- Material shown
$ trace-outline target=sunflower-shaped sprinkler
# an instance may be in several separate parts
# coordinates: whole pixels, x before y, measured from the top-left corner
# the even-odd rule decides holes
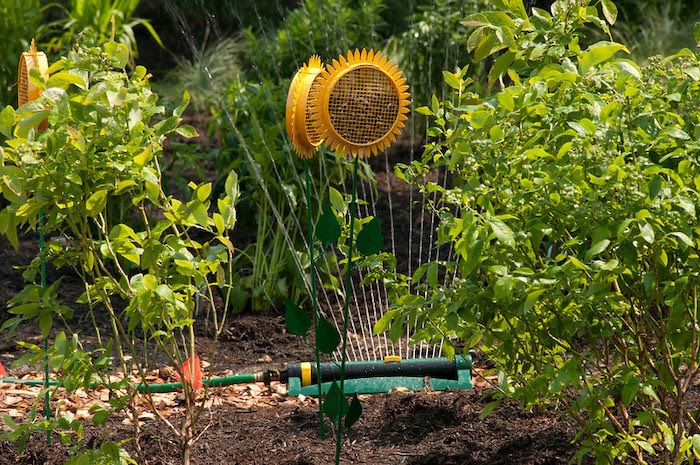
[[[17,69],[17,104],[22,106],[25,103],[36,100],[41,96],[41,89],[39,89],[32,82],[30,75],[32,69],[38,69],[39,73],[43,76],[45,80],[49,77],[49,61],[46,58],[44,52],[36,49],[36,44],[32,39],[31,45],[29,46],[29,51],[22,53],[19,59],[19,66]],[[46,120],[42,120],[39,123],[38,130],[44,131],[48,125]]]
[[[385,56],[348,52],[318,81],[311,90],[311,126],[331,149],[363,158],[396,141],[408,119],[408,85]]]
[[[387,57],[355,50],[323,66],[312,56],[287,94],[287,134],[299,156],[321,142],[354,157],[387,149],[408,119],[406,78]]]
[[[357,179],[359,160],[379,151],[387,149],[401,133],[408,119],[409,94],[406,79],[398,67],[393,65],[384,55],[373,50],[349,51],[346,56],[340,56],[333,60],[332,64],[323,66],[317,56],[309,59],[308,64],[297,72],[294,76],[287,95],[286,123],[287,133],[294,145],[297,154],[304,158],[304,171],[306,174],[307,206],[309,208],[309,255],[311,258],[311,292],[313,309],[313,322],[316,334],[316,373],[318,374],[318,395],[321,397],[321,363],[319,355],[319,341],[326,341],[329,338],[324,334],[323,318],[318,312],[316,299],[316,272],[314,269],[314,234],[311,223],[311,181],[309,176],[309,158],[317,151],[322,142],[338,153],[351,155],[354,157],[354,169],[352,178],[352,200],[349,210],[349,235],[348,235],[348,257],[345,277],[345,289],[350,289],[353,269],[353,249],[354,249],[354,226],[357,202]],[[371,220],[367,226],[372,232],[381,235],[376,218]],[[367,228],[367,227],[366,227]],[[380,241],[368,241],[371,246],[362,245],[359,239],[361,236],[368,236],[365,229],[358,235],[357,249],[363,254],[378,253],[383,244]],[[324,245],[334,242],[340,236],[340,225],[332,212],[324,211],[317,226],[316,238]],[[378,245],[377,245],[378,244]],[[326,399],[323,401],[321,411],[345,412],[346,424],[350,417],[359,417],[359,401],[357,397],[353,399],[349,407],[342,397],[345,382],[346,346],[349,320],[349,301],[345,299],[343,309],[343,331],[342,347],[340,349],[340,385],[336,386],[335,381],[330,387]],[[299,309],[291,305],[291,314]],[[290,315],[290,304],[288,303],[288,328]],[[299,320],[303,320],[302,316]],[[298,321],[297,321],[298,322]],[[292,325],[295,328],[298,325]],[[301,334],[306,330],[301,331]],[[292,332],[292,331],[290,331]],[[340,335],[338,335],[340,336]],[[340,339],[340,337],[338,337]],[[330,352],[335,350],[338,344],[331,347]],[[327,344],[323,344],[324,346]],[[327,347],[326,347],[327,349]],[[325,349],[321,349],[327,352]],[[335,389],[338,395],[332,395],[331,390]],[[332,405],[330,399],[335,399],[337,405]],[[341,400],[342,399],[342,400]],[[326,405],[330,403],[331,405]],[[353,409],[356,409],[353,412]],[[323,436],[323,420],[319,416],[321,424],[321,435]],[[339,459],[339,445],[341,444],[343,421],[341,418],[331,418],[336,425],[336,463]]]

- Task
Nothing but the exact text of the records should appear in your answer, with no pictures. Please write it out.

- Answer to the exercise
$ trace-outline target=sunflower-shaped sprinkler
# an instance may be in several separate parts
# coordinates: whole pixels, x before y, measured from the top-left corner
# the even-odd rule decides holes
[[[17,69],[17,104],[22,106],[25,103],[36,100],[41,96],[41,89],[39,89],[32,82],[30,75],[32,69],[38,69],[39,73],[43,76],[45,80],[49,77],[49,61],[46,58],[44,52],[36,49],[36,44],[32,39],[31,45],[29,46],[29,51],[22,53],[19,59],[19,66]],[[46,120],[42,120],[39,123],[38,130],[44,131],[48,125]]]
[[[385,56],[348,52],[318,81],[311,90],[311,126],[331,149],[363,158],[396,141],[408,119],[408,85]]]
[[[387,57],[355,50],[323,66],[312,56],[287,94],[287,134],[299,156],[321,142],[354,157],[387,149],[408,119],[406,78]]]
[[[357,179],[359,160],[379,151],[387,149],[401,133],[408,119],[409,94],[406,79],[398,67],[393,65],[384,55],[373,50],[349,51],[346,56],[340,56],[333,60],[332,64],[323,66],[317,56],[309,59],[308,64],[297,72],[294,76],[287,95],[286,123],[287,133],[294,145],[297,154],[304,158],[304,171],[306,174],[307,206],[309,208],[309,255],[311,258],[311,292],[313,309],[313,322],[316,334],[316,373],[318,374],[318,395],[321,397],[321,363],[319,355],[319,341],[326,341],[329,338],[324,334],[323,318],[318,312],[316,299],[316,272],[314,269],[314,234],[311,223],[311,181],[309,176],[309,158],[317,151],[322,142],[338,153],[351,155],[354,157],[354,169],[352,178],[352,200],[349,210],[349,235],[348,235],[348,257],[345,277],[345,289],[350,289],[353,269],[353,249],[354,249],[354,226],[357,202]],[[371,220],[367,226],[372,232],[381,235],[376,218]],[[367,228],[367,227],[366,227]],[[380,241],[368,241],[371,246],[362,245],[359,239],[361,236],[368,236],[365,229],[358,235],[357,249],[363,254],[378,253],[383,244]],[[324,245],[334,242],[340,236],[340,225],[332,212],[324,211],[317,226],[316,238]],[[378,245],[377,245],[378,244]],[[326,399],[323,401],[321,411],[345,412],[346,424],[350,417],[359,417],[359,401],[357,397],[353,399],[349,407],[342,397],[345,382],[346,346],[349,320],[349,301],[345,299],[343,309],[343,331],[342,347],[340,349],[340,385],[336,386],[335,381],[330,387]],[[299,309],[291,305],[291,314]],[[290,315],[290,304],[288,303],[288,328]],[[299,320],[303,320],[302,316]],[[298,321],[297,321],[298,322]],[[292,325],[295,328],[298,325]],[[301,334],[306,330],[301,331]],[[292,332],[292,331],[290,331]],[[340,335],[338,335],[340,336]],[[340,339],[340,337],[338,337]],[[330,352],[335,350],[338,344],[331,347]],[[327,344],[323,344],[324,346]],[[327,347],[326,347],[327,349]],[[325,349],[321,349],[327,352]],[[335,389],[338,395],[332,395],[331,390]],[[332,405],[330,399],[335,399],[337,405]],[[341,400],[342,399],[342,400]],[[326,405],[330,403],[331,405]],[[353,409],[356,409],[353,412]],[[323,436],[323,420],[319,416],[321,424],[321,435]],[[339,459],[339,445],[341,444],[343,421],[341,418],[331,418],[336,425],[336,463]]]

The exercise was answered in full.